══ INFORMATION SUPPLIED

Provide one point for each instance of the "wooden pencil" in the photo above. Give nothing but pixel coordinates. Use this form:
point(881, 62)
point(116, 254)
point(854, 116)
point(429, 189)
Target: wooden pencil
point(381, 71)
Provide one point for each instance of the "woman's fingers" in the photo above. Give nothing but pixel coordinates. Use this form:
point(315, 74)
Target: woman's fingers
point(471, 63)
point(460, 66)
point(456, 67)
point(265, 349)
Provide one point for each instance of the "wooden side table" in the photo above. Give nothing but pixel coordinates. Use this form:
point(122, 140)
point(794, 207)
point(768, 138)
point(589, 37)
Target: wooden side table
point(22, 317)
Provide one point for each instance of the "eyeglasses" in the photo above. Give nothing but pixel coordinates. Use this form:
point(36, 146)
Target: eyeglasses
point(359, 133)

════
══ INFORMATION SUPPLIED

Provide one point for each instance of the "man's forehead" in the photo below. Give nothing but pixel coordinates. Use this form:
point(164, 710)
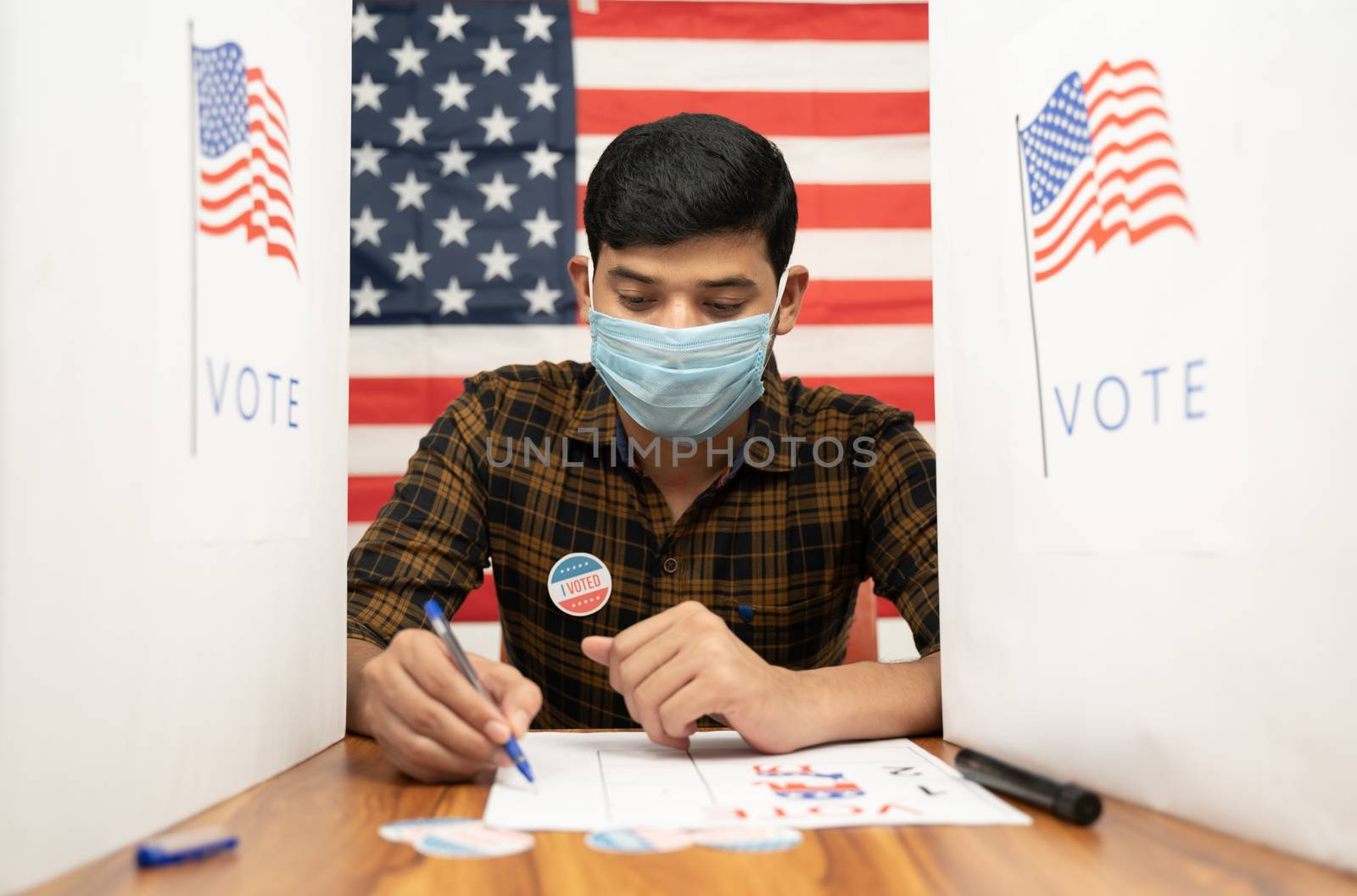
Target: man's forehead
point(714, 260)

════
══ INFORMATION SUPPLIED

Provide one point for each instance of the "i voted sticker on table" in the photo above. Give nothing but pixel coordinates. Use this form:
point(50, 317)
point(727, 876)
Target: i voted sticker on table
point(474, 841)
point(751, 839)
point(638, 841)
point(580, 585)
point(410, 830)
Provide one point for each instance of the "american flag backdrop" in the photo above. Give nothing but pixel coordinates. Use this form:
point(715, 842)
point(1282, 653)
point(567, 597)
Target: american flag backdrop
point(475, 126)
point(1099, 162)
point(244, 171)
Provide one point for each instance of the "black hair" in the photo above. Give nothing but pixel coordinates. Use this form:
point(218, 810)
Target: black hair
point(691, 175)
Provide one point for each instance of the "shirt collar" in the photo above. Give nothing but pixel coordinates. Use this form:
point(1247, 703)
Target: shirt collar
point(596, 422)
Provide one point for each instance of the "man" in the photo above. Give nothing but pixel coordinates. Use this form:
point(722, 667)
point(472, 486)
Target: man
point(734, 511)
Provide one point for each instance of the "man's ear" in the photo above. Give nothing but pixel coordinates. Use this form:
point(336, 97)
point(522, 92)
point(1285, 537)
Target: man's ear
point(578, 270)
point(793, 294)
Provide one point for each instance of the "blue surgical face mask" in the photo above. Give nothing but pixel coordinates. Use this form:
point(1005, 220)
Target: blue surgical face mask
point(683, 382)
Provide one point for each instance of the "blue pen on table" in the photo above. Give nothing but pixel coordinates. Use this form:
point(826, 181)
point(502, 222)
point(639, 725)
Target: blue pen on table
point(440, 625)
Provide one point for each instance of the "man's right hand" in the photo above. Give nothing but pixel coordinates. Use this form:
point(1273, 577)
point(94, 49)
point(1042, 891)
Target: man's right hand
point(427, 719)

════

WHAT THIS TASK INVOLVES
Above this instruction are the records; retype exactly the lines from the one containing "Target: shirt collar" up to and including the one containing "point(1285, 537)".

TASK RESPONSE
Target: shirt collar
point(596, 422)
Provide one point for each instance of the "man" in the photo above. Give nothing but pixel coordinates. Use this form:
point(722, 667)
point(472, 486)
Target: man
point(734, 511)
Provide one point for each instance of the "man's ear" in the photo above. Give nothing but pixel coordinates. Use this form:
point(336, 97)
point(522, 92)
point(1285, 537)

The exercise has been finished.